> EXERCISE BRIEF
Print the lines below with every character unchanged, and omit the pictures from your answer.

Position annotation records:
· · · ·

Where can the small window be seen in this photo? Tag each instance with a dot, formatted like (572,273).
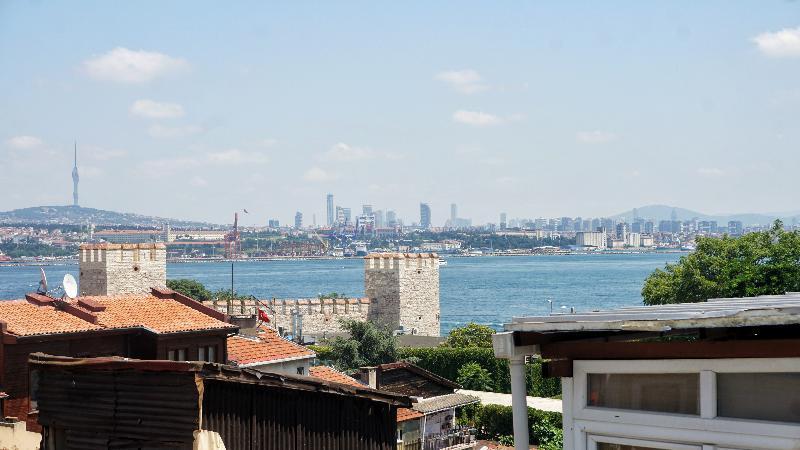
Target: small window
(177,354)
(677,393)
(759,396)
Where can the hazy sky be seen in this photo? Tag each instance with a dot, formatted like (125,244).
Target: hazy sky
(196,109)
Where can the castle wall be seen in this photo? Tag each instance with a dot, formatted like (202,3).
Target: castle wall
(108,269)
(319,316)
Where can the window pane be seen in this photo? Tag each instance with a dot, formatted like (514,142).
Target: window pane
(669,393)
(760,396)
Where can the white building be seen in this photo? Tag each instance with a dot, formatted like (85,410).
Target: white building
(734,384)
(596,239)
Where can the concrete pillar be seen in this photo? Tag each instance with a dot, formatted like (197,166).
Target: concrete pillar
(519,403)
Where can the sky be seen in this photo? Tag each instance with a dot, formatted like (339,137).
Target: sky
(195,109)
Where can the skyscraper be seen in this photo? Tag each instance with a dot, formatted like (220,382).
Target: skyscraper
(331,216)
(75,178)
(424,215)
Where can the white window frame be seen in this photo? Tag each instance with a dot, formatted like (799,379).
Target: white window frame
(582,421)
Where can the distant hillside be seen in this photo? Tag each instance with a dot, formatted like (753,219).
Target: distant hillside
(664,212)
(77,215)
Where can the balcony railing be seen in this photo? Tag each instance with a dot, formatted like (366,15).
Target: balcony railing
(456,439)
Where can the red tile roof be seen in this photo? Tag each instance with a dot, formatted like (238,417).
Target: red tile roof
(330,374)
(266,347)
(160,315)
(404,414)
(40,315)
(27,319)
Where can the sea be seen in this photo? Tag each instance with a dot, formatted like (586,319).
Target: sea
(488,290)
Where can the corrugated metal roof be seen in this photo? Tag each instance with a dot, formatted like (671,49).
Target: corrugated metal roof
(433,404)
(715,313)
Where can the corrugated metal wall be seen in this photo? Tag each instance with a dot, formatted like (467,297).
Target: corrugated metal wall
(103,410)
(249,417)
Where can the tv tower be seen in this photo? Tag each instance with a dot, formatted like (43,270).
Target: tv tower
(75,178)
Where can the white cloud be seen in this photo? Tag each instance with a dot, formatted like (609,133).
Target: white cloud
(160,131)
(198,181)
(319,175)
(156,110)
(476,118)
(784,43)
(236,156)
(595,137)
(132,66)
(24,142)
(465,81)
(710,172)
(344,152)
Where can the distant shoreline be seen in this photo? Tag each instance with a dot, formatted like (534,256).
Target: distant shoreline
(74,261)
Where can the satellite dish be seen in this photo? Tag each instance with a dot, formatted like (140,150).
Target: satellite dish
(70,286)
(42,282)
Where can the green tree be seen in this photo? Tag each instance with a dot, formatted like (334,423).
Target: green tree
(474,377)
(470,335)
(366,345)
(191,288)
(760,263)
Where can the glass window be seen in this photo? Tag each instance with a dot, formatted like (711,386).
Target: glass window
(668,393)
(759,396)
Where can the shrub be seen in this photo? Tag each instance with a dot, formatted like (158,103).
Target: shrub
(473,376)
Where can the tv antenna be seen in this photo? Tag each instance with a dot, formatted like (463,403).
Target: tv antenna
(42,282)
(70,286)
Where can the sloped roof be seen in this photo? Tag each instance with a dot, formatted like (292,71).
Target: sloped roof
(715,313)
(330,374)
(23,318)
(40,315)
(434,404)
(266,347)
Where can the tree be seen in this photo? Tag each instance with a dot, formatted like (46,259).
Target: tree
(470,335)
(191,288)
(760,263)
(474,377)
(366,345)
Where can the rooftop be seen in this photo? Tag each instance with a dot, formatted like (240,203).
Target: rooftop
(715,313)
(266,347)
(161,312)
(212,371)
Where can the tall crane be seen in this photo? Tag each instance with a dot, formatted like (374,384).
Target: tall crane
(233,243)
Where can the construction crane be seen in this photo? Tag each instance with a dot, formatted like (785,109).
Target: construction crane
(233,241)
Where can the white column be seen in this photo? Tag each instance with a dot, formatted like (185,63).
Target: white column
(519,404)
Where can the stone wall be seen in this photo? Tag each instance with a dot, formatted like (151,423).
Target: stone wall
(108,269)
(320,317)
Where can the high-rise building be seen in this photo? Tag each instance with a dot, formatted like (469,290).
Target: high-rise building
(75,178)
(331,213)
(424,215)
(379,221)
(391,219)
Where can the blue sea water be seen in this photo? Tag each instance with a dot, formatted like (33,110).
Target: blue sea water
(489,290)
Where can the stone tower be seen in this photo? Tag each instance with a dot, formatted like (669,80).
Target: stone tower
(404,291)
(108,269)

· · · ·

> ANSWER IN FULL
Where can the small window be seen in this photo? Tag each instance with a dot, formatted like (572,273).
Target: small window
(177,354)
(677,393)
(759,396)
Where can the hazy sky be seen in this photo? Tag each instance with a dot, formatted like (125,244).
Target: hazy sky
(196,109)
Where can the castle wall be seen in this photo? Tag each instance with a dot, formatted like (202,3).
Target: castle wall
(108,269)
(319,316)
Where can the window pane be seen in this photo? Tag each instance with a dot, formatted like (514,142).
Target: window pane
(669,393)
(760,396)
Where can the white building be seen in this photo? Tag each instance with a dot, formatted like (85,410).
Target: white building
(734,384)
(596,239)
Where can the concrete pillar be seen in this photo? Tag each instance with a dot, formatted like (197,166).
Target: concrete pillar
(519,403)
Where can the sky be seen in this photo? Tag each instance with a dot, formatted like (339,137).
Target: sky
(195,109)
Where can the skyscraper be seen in this photo? Tag each instance with a dot, formatted like (220,382).
Target: skyscraper
(331,216)
(75,178)
(424,215)
Where can the white window frame be seen in this photo? Tag each instance with a dot, formatted like (799,379).
Target: white window frame
(582,421)
Where can the distant hillside be seen in this photo? Tag each instance with a dot, formatted like (753,219).
Target: distant hillside
(664,212)
(77,215)
Where can the balcony railing be seen in this photo? Tag each instance with a dot, formatted like (366,15).
Target: balcony railing
(456,439)
Where can the red tile roof be seen in this photo? Tag each instance with a dot, formatted like (238,417).
Target: red tile roof
(330,374)
(266,347)
(160,315)
(404,414)
(40,315)
(27,319)
Where can the sea be seen in this photo? Tag each instance with a dot, formatted like (586,319).
Target: sea
(488,290)
Where can the corrugated metal roof be seen in this photo? Tag each instance with a dot, formatted like (671,49).
Target: corrugated metal roof
(433,404)
(715,313)
Where can the corrugated metal wall be seen in this photo? Tag each instance with a dot, formatted like (467,297).
Target: corrugated metal wall
(103,410)
(249,417)
Where can the tv tower be seen in this photo? Tag each instance with a dot, formatted like (43,270).
Target: tv tower
(75,178)
Where can the white cloud be seen in this photo? Tag each instance with a dot, formatted like (609,133).
Target: white cloud
(160,131)
(198,181)
(319,175)
(156,110)
(476,118)
(784,43)
(236,156)
(595,137)
(132,66)
(24,142)
(465,81)
(710,172)
(344,152)
Where can the distant shoreline be seen in this photo? Tag each instance with a dot, formatted like (534,256).
Target: distant shoreline
(74,261)
Where can the satellite dish be seen in this photo? Tag each instance with a dot, formatted like (140,150).
Target: satellite dish
(70,286)
(42,282)
Where can the green tree be seen in this photo? Tag each instance with a dot, formatted like (334,423).
Target: green tree
(474,377)
(470,335)
(366,345)
(191,288)
(760,263)
Where can the glass window be seen in this photo? Tag each instance with a dot, formatted like (711,386).
Target: glass window
(668,393)
(759,396)
Where can the shrub be seen in this photo? Tag each instance with a dot, formatted like (158,103).
Target: shrub
(473,376)
Where can the tv antenna be seen in this photo? Tag each instance with a dot, formatted like (463,403).
Target: tv antenna
(42,282)
(70,286)
Where can the sloped roof be seen in this photo? Tag each instance with a dot, formatted like (292,71).
Target: sloped roof
(715,313)
(330,374)
(23,318)
(40,315)
(434,404)
(266,347)
Where can the tree be seen in this photo? Tag each instance with a dot, formatted like (46,259).
Target: tree
(470,335)
(191,288)
(760,263)
(474,377)
(366,345)
Where can the rooftop be seen in this photo? Tag each instance with a dot, formatted like (240,203).
Target: rooftop
(715,313)
(266,347)
(161,312)
(212,371)
Where can the tall crane be seen in this photo? Tag each instance with a dot, formatted like (374,384).
Target: tall crane
(233,243)
Where can the construction crane be seen in this photo? Tag each instance with a dot, formatted like (785,109).
Target: construction crane
(233,241)
Where can the white column be seen in this photo? Tag each instance with a dot, formatted like (185,63).
Target: white column
(519,404)
Where can the stone wall be seen in this photo? Tag each instance with a dot, formatted like (151,423).
Target: stone wall
(108,269)
(320,317)
Where can the high-rise building be seen in this photo? Tag each instance with a dot, formatted like (469,290).
Target: high-rise building
(75,178)
(331,213)
(424,215)
(379,221)
(391,219)
Where can the blue sea water be seen in this photo? Tag each instance with a dot, formatted like (33,110).
Target: blue sea water
(489,290)
Where can the stone tower be seen in this photo? Tag each instance with a dot, formatted like (669,80).
Target: stone tower
(404,291)
(108,269)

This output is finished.